[Record set]

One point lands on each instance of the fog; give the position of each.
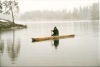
(30, 5)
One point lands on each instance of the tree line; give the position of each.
(81, 13)
(9, 7)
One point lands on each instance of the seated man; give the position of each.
(55, 32)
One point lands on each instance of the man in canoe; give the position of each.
(55, 32)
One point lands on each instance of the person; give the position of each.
(55, 32)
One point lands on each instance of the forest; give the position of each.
(81, 13)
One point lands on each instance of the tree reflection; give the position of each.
(56, 43)
(13, 48)
(1, 46)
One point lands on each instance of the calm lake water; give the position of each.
(17, 48)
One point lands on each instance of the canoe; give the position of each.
(52, 38)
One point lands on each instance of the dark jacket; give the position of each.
(55, 32)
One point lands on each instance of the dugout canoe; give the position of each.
(52, 38)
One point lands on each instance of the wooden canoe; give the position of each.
(52, 38)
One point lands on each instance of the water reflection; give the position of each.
(1, 46)
(56, 43)
(13, 48)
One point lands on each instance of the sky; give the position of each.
(30, 5)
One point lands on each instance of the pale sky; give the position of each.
(30, 5)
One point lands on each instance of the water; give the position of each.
(17, 48)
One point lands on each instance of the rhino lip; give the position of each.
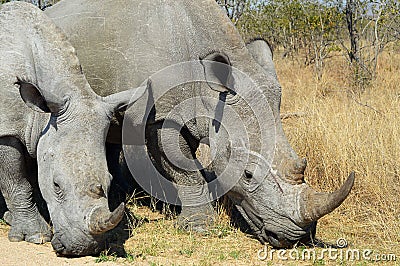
(260, 230)
(58, 246)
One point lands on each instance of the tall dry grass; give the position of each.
(343, 131)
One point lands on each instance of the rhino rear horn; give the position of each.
(314, 204)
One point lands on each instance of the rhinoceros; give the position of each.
(122, 43)
(53, 125)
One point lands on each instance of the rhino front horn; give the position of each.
(314, 204)
(101, 221)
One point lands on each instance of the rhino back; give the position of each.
(121, 43)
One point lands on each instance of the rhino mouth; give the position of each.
(280, 238)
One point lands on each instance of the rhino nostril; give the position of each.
(248, 174)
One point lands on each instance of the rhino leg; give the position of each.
(23, 215)
(197, 212)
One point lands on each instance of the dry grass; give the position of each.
(344, 131)
(340, 132)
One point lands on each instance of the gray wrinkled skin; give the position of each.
(62, 126)
(121, 43)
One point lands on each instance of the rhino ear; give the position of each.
(122, 100)
(262, 54)
(33, 98)
(218, 71)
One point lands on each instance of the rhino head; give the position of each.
(67, 129)
(271, 193)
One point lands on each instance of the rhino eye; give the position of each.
(248, 174)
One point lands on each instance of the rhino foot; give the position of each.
(35, 231)
(8, 217)
(198, 219)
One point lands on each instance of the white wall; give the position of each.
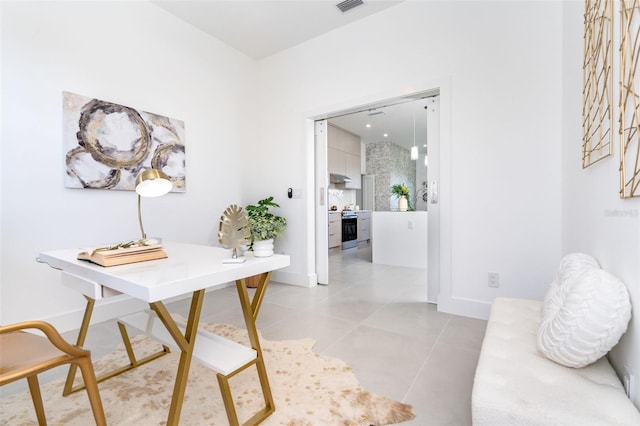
(505, 127)
(131, 53)
(594, 219)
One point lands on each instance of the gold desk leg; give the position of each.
(82, 335)
(186, 344)
(250, 310)
(133, 362)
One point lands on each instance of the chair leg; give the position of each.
(89, 377)
(36, 397)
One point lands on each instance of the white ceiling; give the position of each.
(396, 121)
(260, 28)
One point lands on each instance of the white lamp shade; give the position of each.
(414, 152)
(153, 183)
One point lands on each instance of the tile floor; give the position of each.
(373, 317)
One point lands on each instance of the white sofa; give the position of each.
(515, 384)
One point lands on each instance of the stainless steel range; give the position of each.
(349, 229)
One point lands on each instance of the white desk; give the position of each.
(188, 269)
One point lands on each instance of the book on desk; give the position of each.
(123, 256)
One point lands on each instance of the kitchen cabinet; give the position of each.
(364, 226)
(335, 229)
(343, 156)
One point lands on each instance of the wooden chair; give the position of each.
(25, 355)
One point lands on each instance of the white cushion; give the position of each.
(516, 385)
(585, 315)
(570, 265)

[Problem statement] Every record above should be transcribed exactly; the pictures stay out of the copy.

[Task response]
One point lands on each instance of the fog; give the position of each.
(30, 5)
One point lands on each instance of the tree line; give the position of each.
(81, 13)
(9, 7)
One point lands on each instance of the seated man; give the position of each.
(55, 32)
One point lands on each instance of the man in canoe; give the position of each.
(55, 32)
One point lands on each instance of the person; give the position of each.
(55, 32)
One point lands on each instance of the forest; give the position of each.
(81, 13)
One point lands on each instance of the tree reflection; give the position of each.
(56, 43)
(13, 48)
(1, 46)
One point lands on each instance of the calm lake water; give the position of each.
(17, 48)
One point lands on each instance of the canoe; give the position of each.
(52, 38)
One point lands on each instance of the dark jacket; give the position of each.
(55, 32)
One point lands on each instance of the dugout canoe; give the position of each.
(52, 38)
One point lands on each instance of the wooden canoe; give the position of each.
(52, 38)
One point lands on each instance of the water reflection; give the position of each.
(1, 46)
(56, 43)
(13, 48)
One point lands on each instance of the sky; give the position of each.
(30, 5)
One point lands on each instance of the pale sky; give the position of each.
(30, 5)
One point lands on each instance of the water; give the position of each.
(17, 48)
One point lands on each instance of the rhino lip; give the position of each.
(260, 230)
(58, 246)
One point lands on each instance of the tall dry grass; give the position of each.
(343, 131)
One point lands on each instance of the rhino rear horn; give the position of each.
(314, 204)
One point lands on each instance of the rhinoceros; give the position of each.
(122, 43)
(53, 125)
One point lands on each instance of the rhino front horn; give the position of each.
(314, 204)
(101, 221)
One point lands on each instance of the rhino back; give the position of each.
(121, 43)
One point lands on each instance of the rhino mouth; give the position of each.
(280, 238)
One point lands on each instance of the rhino nostril; give the position of each.
(248, 174)
One point lands on each instance of the rhino leg; give the position of each.
(23, 215)
(197, 212)
One point lands on each instance of the dry grass; give the position of each.
(344, 131)
(340, 132)
One point lands on each instance of the gray wrinkled skin; give the position of each.
(62, 126)
(121, 43)
One point lands on each instance of the rhino ear; give the position of each.
(122, 100)
(262, 54)
(33, 98)
(218, 71)
One point lands on each instance of the rhino head; give the position of each.
(67, 129)
(271, 193)
One point lands on each instance of the rhino eye; give the position of each.
(248, 174)
One point lands on each instance of the rhino foot; give the position of each.
(35, 231)
(8, 217)
(198, 219)
One point lands on each instance of the white wall; give the position of each.
(505, 127)
(131, 53)
(594, 219)
One point lands on each instance of the gold desk leg; give the position of each.
(82, 335)
(186, 344)
(250, 310)
(133, 362)
One point lands on each instance of the chair leg; give the position of each.
(89, 377)
(36, 397)
One point lands on each instance of the white ceiling; give the position of each.
(396, 121)
(260, 28)
One point lands on each instance of the white lamp shade; give the position of each.
(414, 152)
(153, 183)
One point lands on each instance of the tile floor; give the position of each.
(373, 317)
One point lands on each instance of the white sofa; give the position of each.
(515, 384)
One point lands on each instance of the stainless steel range; give the position of each.
(349, 229)
One point lands on each instance of the white desk; give the position of each.
(188, 269)
One point lands on each instance of the book on desk; give the position of each.
(123, 256)
One point lands on each instance of the kitchen cabinet; give the position of each.
(364, 226)
(335, 229)
(343, 156)
One point lands on each instance of the wooden chair; give the position of each.
(25, 355)
One point lands on each instance of the white cushion; give the position of each.
(516, 385)
(585, 315)
(570, 265)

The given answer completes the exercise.